-- START OF Document segment --
Wednesday, April 17, 2024

Some College of Saint Mary students, faculty and staff used spring break to immerse themselves in the culture of the Netherlands as they traveled to Amsterdam to learn more about the significance of the Holocaust.

The group, led by Assistant Professor Mark Gudgel, EdD, traveled from Omaha to Amsterdam on March 18. The itinerary included visiting the Anne Frank House, the National Holocaust Museum and Westerbork Concentration Camp.

For Nursing Instructor Mary Lopez, the trip to Amsterdam was personal. Her father was from Emmen, Holland. “During World War II, he worked for the Dutch Underground to deliver food and messages to Jews in hiding,” she said. “He was captured by the German Gestapo and sent to a concentration camp for two years.”

Her father was imprisoned in the same camp – Bergen-Belsen – as Anne Frank.

Lopez learned that Jewish nurses played a vital role during the Holocaust, rescuing more than 600 Jewish children before they were transported to concentration camps. “These nurses risked their lives to save others,” she said. “They were clever in how they coordinated these rescues. When the city street train would pass and the guards could not see, they smuggled children in laundry carts or handed them to a designated person on the train.”

While visiting these historic locations, first-year student Jessenia Florez was moved by the stories of those concentration camp prisoners who clung to their faith and hoped they would make it back to their families.
-- END OF Document segment --
-- START OF Material --
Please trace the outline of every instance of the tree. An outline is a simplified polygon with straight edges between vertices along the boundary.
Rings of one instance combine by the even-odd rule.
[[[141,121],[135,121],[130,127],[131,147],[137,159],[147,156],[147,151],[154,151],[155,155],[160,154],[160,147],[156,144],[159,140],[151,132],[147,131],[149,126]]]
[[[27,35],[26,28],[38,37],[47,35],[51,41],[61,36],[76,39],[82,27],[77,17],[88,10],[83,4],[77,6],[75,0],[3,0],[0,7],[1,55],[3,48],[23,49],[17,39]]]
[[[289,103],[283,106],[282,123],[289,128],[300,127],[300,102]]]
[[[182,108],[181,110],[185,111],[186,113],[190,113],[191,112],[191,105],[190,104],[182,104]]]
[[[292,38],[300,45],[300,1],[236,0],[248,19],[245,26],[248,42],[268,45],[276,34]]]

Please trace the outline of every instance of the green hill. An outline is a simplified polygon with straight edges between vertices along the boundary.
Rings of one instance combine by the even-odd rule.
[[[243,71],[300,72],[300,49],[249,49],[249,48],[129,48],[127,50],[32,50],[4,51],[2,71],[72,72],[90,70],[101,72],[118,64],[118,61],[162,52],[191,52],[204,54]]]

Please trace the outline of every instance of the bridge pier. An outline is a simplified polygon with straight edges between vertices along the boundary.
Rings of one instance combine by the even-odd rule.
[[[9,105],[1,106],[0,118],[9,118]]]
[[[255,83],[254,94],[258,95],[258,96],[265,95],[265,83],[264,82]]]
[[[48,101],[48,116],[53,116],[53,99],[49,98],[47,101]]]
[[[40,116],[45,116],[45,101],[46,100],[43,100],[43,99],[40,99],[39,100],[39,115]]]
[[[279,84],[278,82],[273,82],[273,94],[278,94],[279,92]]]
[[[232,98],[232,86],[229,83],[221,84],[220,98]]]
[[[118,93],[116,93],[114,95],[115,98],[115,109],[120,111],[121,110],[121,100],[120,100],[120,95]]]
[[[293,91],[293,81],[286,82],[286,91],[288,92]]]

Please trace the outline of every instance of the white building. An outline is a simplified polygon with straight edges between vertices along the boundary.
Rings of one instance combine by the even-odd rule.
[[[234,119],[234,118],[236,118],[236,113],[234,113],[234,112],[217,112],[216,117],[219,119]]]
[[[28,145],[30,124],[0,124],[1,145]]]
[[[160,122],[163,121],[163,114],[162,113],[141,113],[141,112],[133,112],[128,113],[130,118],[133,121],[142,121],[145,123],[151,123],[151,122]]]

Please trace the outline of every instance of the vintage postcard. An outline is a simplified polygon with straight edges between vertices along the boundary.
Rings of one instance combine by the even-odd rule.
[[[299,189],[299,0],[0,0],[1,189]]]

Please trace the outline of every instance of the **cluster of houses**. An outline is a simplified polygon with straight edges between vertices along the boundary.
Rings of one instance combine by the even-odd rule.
-- END OF Material --
• _What is asked_
a: In the account of the College of Saint Mary trip to Amsterdam, on what date did the group travel from Omaha to Amsterdam?
b: Extend the account of the College of Saint Mary trip to Amsterdam from where it stops.
The material has no connection to the text.

• _Responses to the exercise_
a: March 18

b:
“There were so many families torn apart,” she said.

Over the past two years, research and instruction librarian Hannah Wilkes has helped plan events and community education opportunities for Holocaust Remembrance at CSM. The trip gave her an opportunity to gain more context. Her great-grandparents had also emigrated from Jewish communities in Poland and Lithuania.

“Having read the ‘Diary of Anne Frank’ at a young age, climbing the very steep steps into the real attic was a powerful moment,” she said. “I was similarly overwhelmed at the National Holocaust Museum, which did an amazing job of centering the lived experiences of Dutch Jews before, during and after the Holocaust.”

Faculty, staff and students who attended the trip included Gudgel, Hannah Wilkes, Mary Lopez, Alex Gonzalez, Rosario Chaclan, Valerie Ramirez, Jessenia Florez, Shacty Alvarez Hurtado, and CSM President Heather Smith.